Dataset records:
########################################

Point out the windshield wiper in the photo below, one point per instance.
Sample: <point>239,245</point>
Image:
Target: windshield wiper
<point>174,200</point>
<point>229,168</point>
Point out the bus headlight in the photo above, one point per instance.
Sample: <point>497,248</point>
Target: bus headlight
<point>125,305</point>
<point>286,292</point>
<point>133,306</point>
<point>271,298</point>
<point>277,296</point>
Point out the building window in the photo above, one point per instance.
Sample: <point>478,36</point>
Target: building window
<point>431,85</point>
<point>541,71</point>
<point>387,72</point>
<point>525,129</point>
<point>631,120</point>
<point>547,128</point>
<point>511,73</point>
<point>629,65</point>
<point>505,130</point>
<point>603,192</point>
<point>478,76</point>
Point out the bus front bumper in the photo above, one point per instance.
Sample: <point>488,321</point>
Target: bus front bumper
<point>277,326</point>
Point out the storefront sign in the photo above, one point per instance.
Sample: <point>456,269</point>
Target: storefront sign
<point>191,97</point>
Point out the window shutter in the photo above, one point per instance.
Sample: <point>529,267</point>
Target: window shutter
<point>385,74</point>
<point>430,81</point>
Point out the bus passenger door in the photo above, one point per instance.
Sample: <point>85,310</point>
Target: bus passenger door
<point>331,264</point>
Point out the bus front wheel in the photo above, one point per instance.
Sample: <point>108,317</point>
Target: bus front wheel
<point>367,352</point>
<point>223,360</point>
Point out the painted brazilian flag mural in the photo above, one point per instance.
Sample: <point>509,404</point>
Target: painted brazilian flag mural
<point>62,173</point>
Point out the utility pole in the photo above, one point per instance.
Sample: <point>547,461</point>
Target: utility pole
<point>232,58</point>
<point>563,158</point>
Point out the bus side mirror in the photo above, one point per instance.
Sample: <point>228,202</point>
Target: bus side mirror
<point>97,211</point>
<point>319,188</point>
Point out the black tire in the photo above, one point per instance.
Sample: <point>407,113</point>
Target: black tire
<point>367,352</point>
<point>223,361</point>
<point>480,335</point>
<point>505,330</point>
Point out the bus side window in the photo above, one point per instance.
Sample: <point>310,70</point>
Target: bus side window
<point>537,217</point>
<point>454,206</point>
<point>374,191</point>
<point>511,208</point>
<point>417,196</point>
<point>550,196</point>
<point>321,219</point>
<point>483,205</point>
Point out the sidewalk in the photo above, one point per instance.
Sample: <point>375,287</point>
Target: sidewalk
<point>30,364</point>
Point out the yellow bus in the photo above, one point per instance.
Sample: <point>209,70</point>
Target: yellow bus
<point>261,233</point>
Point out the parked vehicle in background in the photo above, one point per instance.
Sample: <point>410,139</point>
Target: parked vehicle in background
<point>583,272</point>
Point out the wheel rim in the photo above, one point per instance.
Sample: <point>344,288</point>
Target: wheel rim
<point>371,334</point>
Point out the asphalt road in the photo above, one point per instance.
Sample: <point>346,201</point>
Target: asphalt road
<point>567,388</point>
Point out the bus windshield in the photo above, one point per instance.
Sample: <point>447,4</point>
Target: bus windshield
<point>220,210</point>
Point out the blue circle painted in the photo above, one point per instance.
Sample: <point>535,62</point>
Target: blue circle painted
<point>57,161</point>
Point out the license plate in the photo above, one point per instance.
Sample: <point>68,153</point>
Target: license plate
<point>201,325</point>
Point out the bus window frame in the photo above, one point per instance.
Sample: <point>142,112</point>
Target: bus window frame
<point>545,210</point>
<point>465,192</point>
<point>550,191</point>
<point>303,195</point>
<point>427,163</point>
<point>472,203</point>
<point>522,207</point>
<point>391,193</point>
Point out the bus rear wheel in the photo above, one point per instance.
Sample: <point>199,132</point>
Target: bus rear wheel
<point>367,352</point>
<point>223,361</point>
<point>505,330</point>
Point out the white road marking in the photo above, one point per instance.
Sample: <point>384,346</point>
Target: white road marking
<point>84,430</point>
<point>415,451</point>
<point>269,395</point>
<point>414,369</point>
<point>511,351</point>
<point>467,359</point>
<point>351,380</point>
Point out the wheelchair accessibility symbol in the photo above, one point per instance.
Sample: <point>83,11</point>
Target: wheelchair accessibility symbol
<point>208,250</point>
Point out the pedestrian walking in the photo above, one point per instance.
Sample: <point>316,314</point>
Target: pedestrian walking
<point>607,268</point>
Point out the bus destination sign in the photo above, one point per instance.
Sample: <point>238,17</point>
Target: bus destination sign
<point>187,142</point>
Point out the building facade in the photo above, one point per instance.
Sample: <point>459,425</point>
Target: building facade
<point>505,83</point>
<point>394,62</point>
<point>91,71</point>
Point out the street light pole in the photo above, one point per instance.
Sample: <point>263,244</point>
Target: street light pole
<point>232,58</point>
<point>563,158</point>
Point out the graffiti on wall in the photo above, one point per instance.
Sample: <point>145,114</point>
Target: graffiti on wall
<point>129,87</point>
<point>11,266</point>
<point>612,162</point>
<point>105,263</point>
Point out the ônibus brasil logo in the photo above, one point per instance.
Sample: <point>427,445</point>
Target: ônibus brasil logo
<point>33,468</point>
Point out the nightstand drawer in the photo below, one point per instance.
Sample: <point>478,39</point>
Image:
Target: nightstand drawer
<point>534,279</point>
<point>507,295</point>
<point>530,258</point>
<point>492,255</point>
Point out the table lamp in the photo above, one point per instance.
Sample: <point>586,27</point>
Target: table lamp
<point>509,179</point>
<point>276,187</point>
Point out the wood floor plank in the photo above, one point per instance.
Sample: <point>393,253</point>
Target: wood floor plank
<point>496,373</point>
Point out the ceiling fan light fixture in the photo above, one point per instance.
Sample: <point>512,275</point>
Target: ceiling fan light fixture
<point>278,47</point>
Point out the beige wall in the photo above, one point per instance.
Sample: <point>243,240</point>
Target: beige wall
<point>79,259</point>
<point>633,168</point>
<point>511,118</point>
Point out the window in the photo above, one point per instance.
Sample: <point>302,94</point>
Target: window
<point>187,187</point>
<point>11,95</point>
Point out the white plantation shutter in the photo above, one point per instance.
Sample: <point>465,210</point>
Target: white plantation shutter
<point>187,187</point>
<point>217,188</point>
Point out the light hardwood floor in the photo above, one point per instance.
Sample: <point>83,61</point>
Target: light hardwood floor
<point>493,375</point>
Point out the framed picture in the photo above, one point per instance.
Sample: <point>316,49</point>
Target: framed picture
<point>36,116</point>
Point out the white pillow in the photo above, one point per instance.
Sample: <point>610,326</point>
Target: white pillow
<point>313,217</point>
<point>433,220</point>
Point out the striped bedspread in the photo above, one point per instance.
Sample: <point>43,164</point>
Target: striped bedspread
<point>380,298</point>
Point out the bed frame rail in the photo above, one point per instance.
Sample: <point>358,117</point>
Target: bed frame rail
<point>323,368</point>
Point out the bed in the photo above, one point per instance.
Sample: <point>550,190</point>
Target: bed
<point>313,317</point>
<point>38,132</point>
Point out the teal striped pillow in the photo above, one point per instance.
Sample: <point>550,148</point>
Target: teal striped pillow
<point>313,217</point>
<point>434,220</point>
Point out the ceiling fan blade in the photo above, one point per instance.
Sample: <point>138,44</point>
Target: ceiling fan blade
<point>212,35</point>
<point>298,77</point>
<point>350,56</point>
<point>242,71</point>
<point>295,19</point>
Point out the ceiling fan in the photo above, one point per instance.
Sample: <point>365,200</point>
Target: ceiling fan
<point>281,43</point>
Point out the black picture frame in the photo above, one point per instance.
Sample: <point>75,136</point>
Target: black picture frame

########################################

Prompt: Pick out and copy the lines of the entries that hold the string "below".

Answer to the exercise:
Point out the windshield wiper in the photo below, one point per instance.
Point out the nightstand drawer in the photo below, one point per instance.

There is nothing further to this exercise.